Письменное упражнение A:
Определите, согласуются ли с фрагментом текста утверждения (i)–(iii). Для каждого ответьте «да» или «нет» и приведите решающие слова фрагмента в виде точной цитаты.
(i) К моменту написания оружие массового поражения в Ираке так и не нашли.
(ii) В сентябре 2003 года Джордж Буш признал, что у Вашингтона были доказательства причастности Саддама Хусейна к терактам 11 сентября.
(iii) Во фрагменте продвижение демократии названо притворной причиной нападения на Ирак.
Письменное упражнение B:
Перепишите часть фрагмента текста, которая открывается словами «Это действительно так, однако, почему» и завершается словами «проклятую 'ось зла'?», заменив в ней «Северной Кореи» на «Кубы».

Фрагмент текста:
#####

Чтобы проиллюстрировать странную логику сновидений, Зигмунд Фрейд (Sigmund Freud) рассказывал анекдот про чайник: когда ваш друг обвиняет вас в том, что вы вернули ему треснутый чайник, первое, что вы делаете - это говорите, что никакого чайника у него не брали; затем, что когда вы его возвращали, он не был расколот, и, наконец, что чайник уже был расколот, когда вы его брали. Подобная последовательность несовместимых друг с другом аргументов показывает, что именно вы не хотели признавать: что вы брали у друга чайник и раскололи его.
Такие же противоречивые объяснения оккупации Ирака в начале 2003 года давала и американская администрация. Сначала Белый Дом заявил, что Саддам Хусейн (Saddam Hussein) располагал оружием массового поражения, которое представляло собой 'реальную угрозу в данный момент времени': угрозу для соседей Ирака, для Израиля и для всех демократических стран Запада. Вплоть до настоящего момента оружие не было обнаружено (несмотря на то, что более тысячи американских специалистов занимались его поисками на протяжении нескольких месяцев).
После этого Штаты заявили, что даже, если у Саддама и не было оружия массового поражения, он вместе с Аль-Каидой участвовал в проведении терактов 11 сентября, за что и должен понести наказание, а одновременно с этим будут предотвращены и будущие нападения. Но позднее, уже в сентябре 2003 года, самому американскому президенту Джорджу Бушу (George Bush) пришлось признать, что у Вашингтона 'не было доказательств того, что Саддам Хусейн был замешан в подготовке терактов 11 сентября'. И, наконец, пошел третий уровень оправданий: несмотря на то, что никаких доказательств связи иракского диктатора с Аль-Каидой не было, этот безжалостный правитель представлял собой угрозу для своих соседей и настоящую катастрофу для своего народа - а это уже достаточная причина для того, чтобы свергнуть его.
Это действительно так, однако, почему необходимо было свергать именно иракский режим, а ни какой-либо другой, начиная с Ирана и Северной Кореи, так же включенных Бушем в проклятую 'ось зла'?
Учитывая, что все указанные выше причины никакой критики не выдерживают, а американская администрация ошиблась, предприняв определенные шаги, какими же были истинные причины нападения на Ирак? На самом деле их было три: первая - это искреннее убеждение идеологического характера в том, что предназначение Соединенных Штатов - нести демократию и процветание другим народам; вторая - страстное желание провозгласить и установить силовыми методами безоговорочную гегемонию США; и, наконец, третья - необходимость установить контроль над иракскими нефтяными месторождениями.
Все три указанные причины существуют независимо друг от друга и все три должны приниматься во внимание. И ни одна из них - даже продвижение демократии - не может не учитываться или восприниматься как ложная или притворная. В каждой из названных причин содержатся свои противоречия, и из каждой вытекают свои последствия - положительные и отрицательные. Однако в сумме они становятся несовместимыми и противоречащими друг другу, и потому практически обрекают на провал иракскую кампанию Соединенных Штатов.

#####

Выдержки из листинга:

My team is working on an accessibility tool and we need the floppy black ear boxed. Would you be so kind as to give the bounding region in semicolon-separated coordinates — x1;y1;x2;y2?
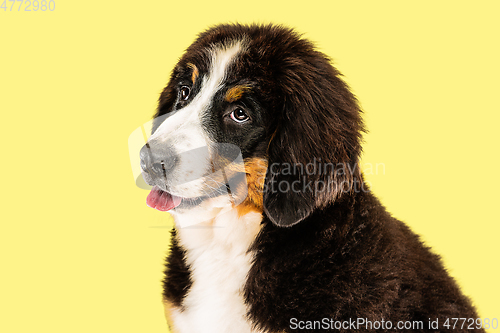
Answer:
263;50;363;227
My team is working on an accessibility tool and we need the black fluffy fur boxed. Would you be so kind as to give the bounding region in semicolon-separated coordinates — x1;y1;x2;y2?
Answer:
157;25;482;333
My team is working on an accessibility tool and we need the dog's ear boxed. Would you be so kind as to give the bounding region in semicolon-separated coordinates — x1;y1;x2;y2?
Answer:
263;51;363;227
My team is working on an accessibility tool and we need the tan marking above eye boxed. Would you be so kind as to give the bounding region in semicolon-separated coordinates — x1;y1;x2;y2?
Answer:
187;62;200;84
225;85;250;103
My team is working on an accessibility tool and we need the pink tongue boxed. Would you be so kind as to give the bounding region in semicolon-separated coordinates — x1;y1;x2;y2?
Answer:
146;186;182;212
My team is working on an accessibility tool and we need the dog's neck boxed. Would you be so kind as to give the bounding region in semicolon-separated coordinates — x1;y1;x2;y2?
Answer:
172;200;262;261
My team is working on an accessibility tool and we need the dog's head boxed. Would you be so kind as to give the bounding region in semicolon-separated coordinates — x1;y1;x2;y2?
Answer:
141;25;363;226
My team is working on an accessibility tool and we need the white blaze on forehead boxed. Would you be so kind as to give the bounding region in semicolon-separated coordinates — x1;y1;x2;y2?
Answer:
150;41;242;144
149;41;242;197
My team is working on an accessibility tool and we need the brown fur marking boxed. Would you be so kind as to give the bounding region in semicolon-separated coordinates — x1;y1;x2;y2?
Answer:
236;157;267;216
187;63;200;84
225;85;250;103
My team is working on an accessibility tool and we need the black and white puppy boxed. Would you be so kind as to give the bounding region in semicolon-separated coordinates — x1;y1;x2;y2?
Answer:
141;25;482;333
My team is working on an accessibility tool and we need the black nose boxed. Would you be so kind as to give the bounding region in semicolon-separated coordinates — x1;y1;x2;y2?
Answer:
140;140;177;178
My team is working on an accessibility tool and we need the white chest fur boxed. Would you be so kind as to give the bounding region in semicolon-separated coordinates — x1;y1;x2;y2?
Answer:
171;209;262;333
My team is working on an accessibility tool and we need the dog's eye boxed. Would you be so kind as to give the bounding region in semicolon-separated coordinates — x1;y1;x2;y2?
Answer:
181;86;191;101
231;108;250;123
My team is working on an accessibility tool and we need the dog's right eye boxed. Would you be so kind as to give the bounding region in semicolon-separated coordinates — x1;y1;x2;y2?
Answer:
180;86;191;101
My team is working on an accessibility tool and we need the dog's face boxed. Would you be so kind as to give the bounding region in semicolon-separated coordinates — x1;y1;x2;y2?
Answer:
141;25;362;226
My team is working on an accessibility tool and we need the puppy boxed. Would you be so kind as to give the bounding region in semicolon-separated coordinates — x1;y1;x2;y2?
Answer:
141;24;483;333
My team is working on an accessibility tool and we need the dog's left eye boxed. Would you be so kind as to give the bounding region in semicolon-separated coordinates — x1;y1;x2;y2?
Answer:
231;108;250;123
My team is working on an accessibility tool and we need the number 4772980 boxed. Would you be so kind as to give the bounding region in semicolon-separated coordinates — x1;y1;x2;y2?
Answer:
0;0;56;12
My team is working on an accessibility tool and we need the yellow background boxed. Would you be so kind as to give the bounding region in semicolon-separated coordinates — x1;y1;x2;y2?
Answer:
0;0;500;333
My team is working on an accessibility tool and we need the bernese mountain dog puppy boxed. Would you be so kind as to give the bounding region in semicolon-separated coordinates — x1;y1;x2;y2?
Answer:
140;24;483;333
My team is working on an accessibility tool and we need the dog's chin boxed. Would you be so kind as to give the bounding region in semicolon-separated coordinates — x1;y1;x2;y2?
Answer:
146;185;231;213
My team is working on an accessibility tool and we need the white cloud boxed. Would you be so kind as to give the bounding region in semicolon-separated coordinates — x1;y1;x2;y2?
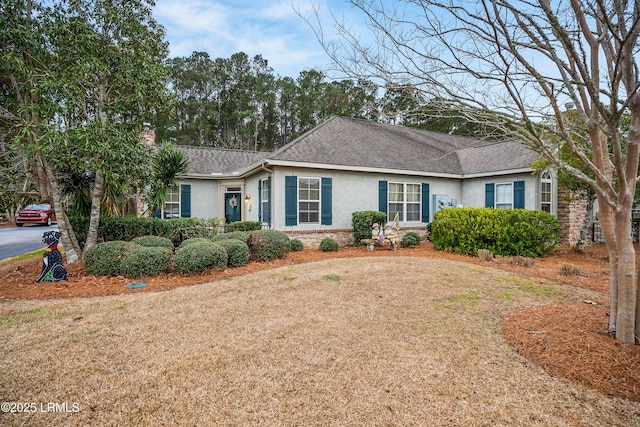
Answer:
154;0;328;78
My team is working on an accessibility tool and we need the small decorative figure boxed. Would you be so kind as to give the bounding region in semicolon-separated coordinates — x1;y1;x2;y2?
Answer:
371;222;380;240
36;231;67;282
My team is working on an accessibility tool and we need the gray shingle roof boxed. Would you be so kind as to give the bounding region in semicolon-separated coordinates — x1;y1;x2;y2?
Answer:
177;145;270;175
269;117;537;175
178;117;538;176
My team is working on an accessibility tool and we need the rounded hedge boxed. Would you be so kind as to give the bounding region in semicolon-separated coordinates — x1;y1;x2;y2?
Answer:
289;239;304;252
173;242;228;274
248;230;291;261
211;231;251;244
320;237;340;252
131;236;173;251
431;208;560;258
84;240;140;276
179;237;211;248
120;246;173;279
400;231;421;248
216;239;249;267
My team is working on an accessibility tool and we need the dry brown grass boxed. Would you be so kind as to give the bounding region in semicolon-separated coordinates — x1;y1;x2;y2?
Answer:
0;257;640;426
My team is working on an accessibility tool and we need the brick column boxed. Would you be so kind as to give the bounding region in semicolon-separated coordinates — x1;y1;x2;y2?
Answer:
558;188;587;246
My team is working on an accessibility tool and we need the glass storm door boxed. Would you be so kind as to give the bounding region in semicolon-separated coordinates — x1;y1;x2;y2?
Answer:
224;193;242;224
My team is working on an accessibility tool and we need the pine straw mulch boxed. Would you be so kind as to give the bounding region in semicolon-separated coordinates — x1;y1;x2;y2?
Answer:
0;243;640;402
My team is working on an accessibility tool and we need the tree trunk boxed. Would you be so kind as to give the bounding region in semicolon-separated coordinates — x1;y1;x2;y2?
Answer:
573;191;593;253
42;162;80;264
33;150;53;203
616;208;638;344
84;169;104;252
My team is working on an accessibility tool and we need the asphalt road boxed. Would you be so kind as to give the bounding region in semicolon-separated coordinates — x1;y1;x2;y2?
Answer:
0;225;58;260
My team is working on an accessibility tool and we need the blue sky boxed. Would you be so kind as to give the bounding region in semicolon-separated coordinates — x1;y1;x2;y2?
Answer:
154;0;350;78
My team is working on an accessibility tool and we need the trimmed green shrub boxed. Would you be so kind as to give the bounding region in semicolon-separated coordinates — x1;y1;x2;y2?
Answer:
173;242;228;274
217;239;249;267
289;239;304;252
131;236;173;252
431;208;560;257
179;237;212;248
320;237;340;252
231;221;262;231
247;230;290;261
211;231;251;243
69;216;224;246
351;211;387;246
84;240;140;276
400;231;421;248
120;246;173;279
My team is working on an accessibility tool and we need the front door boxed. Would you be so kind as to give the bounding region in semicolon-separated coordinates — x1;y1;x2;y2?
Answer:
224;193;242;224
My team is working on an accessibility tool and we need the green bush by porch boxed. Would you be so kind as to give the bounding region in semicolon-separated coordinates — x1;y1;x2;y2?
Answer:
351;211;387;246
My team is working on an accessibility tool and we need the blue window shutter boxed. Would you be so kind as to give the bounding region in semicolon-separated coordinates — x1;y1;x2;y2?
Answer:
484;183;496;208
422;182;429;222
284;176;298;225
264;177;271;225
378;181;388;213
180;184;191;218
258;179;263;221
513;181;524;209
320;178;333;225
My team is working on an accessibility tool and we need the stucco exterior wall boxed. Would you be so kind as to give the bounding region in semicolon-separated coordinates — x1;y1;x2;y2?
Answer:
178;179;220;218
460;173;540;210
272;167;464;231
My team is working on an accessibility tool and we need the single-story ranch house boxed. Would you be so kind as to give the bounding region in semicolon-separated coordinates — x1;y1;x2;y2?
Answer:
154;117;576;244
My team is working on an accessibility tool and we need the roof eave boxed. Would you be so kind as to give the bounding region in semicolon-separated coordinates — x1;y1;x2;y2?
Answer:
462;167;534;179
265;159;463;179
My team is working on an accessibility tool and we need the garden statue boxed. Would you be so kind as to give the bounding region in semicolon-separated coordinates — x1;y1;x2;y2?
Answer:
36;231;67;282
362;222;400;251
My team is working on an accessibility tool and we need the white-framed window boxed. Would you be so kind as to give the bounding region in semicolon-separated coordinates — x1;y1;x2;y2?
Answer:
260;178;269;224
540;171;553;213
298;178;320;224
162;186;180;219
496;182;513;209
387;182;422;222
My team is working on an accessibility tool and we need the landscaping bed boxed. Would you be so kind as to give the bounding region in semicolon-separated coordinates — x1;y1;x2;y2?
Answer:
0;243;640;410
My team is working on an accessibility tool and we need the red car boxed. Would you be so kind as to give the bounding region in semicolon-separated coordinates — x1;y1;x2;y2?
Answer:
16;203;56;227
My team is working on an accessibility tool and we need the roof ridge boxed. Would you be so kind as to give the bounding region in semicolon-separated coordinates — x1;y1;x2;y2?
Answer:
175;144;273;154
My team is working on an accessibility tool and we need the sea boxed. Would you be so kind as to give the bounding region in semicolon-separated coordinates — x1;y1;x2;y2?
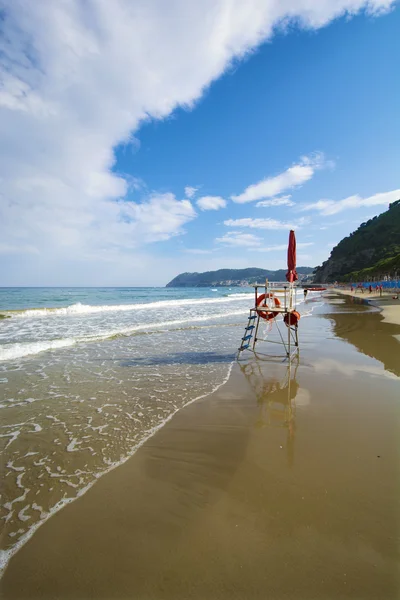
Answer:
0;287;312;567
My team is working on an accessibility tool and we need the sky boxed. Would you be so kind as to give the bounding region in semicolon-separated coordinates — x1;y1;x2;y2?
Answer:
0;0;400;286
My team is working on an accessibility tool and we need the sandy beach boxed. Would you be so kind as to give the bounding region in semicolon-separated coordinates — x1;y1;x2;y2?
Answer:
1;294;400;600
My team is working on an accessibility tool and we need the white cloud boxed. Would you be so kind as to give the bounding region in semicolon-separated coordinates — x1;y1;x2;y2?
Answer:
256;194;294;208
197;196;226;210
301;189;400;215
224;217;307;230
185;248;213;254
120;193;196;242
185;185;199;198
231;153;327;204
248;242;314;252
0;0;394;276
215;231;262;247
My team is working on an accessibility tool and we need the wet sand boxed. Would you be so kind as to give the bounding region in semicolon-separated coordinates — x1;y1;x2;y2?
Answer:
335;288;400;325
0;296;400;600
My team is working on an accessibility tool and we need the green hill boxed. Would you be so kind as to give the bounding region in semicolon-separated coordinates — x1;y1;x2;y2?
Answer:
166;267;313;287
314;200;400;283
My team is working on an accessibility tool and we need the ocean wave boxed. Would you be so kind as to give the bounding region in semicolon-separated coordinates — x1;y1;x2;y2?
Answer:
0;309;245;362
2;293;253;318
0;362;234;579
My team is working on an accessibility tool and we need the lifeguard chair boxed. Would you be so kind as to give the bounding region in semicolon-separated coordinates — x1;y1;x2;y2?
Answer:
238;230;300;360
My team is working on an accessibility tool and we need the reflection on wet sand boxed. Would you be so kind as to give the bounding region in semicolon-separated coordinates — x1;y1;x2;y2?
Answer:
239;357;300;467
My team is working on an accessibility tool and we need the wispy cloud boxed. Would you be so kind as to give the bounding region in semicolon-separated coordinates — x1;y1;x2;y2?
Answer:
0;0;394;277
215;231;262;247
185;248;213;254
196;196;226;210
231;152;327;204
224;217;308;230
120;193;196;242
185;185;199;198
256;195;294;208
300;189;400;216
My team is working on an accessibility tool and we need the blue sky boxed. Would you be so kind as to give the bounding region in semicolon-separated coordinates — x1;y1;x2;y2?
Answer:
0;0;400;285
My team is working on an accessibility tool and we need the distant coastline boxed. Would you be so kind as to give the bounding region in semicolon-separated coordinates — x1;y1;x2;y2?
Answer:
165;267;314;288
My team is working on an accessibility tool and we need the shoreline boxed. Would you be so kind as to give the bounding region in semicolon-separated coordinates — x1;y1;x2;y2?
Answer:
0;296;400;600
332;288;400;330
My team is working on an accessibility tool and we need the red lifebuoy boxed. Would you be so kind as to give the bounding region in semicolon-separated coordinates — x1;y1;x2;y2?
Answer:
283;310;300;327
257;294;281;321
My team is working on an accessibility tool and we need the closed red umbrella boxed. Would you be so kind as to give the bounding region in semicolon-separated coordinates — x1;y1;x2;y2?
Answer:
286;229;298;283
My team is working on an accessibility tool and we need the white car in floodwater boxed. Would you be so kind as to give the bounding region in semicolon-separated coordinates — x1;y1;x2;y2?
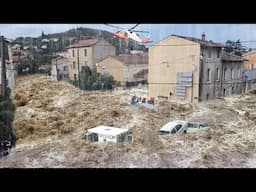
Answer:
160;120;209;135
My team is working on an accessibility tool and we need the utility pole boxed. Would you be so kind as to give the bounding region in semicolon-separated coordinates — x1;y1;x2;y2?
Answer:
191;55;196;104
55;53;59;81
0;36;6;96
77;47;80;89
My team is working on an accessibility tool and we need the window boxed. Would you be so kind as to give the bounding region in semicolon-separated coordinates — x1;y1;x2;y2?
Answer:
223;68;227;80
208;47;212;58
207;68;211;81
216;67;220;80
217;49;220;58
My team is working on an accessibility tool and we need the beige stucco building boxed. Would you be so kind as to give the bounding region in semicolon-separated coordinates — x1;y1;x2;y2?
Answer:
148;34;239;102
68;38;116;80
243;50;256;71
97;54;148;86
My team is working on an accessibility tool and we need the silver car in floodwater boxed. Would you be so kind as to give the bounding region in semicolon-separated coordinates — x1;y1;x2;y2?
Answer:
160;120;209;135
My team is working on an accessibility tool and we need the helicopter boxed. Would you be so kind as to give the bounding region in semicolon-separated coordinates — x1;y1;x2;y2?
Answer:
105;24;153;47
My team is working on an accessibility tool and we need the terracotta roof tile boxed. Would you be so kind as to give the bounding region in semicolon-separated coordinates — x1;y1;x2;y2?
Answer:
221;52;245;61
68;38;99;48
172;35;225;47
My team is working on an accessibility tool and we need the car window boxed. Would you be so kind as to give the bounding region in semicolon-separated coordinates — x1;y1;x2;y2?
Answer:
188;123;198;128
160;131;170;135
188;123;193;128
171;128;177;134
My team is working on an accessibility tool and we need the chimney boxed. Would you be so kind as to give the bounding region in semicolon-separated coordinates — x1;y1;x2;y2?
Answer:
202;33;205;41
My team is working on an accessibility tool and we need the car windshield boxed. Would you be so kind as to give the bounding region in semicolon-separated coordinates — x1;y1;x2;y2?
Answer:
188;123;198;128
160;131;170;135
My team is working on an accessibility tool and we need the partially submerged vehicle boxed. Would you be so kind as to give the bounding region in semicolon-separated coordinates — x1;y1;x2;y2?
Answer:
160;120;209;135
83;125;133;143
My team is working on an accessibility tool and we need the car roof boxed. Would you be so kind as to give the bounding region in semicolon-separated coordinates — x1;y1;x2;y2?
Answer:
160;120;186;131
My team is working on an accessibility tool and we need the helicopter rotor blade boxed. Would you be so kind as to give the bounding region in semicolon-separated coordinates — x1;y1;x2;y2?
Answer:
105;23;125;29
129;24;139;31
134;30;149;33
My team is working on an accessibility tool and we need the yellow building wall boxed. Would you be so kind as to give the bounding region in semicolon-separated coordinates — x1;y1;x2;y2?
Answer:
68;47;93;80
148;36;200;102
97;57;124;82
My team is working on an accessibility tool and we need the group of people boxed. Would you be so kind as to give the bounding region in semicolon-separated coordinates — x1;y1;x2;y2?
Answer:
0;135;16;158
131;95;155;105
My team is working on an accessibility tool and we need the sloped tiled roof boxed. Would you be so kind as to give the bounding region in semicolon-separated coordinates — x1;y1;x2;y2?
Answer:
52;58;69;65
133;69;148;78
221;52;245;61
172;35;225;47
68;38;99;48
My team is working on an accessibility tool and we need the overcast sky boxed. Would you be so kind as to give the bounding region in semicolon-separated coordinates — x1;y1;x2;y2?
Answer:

#####

Ответ к заданию A:
(i) Да: «Вплоть до настоящего момента оружие не было обнаружено».
(ii) Нет: «у Вашингтона 'не было доказательств того, что Саддам Хусейн был замешан в подготовке терактов 11 сентября'».
(iii) Нет: «ни одна из них - даже продвижение демократии - не может не учитываться или восприниматься как ложная или притворная».

Ответ к заданию B:
Это действительно так, однако, почему необходимо было свергать именно иракский режим, а ни какой-либо другой, начиная с Ирана и Кубы, так же включенных Бушем в проклятую 'ось зла'?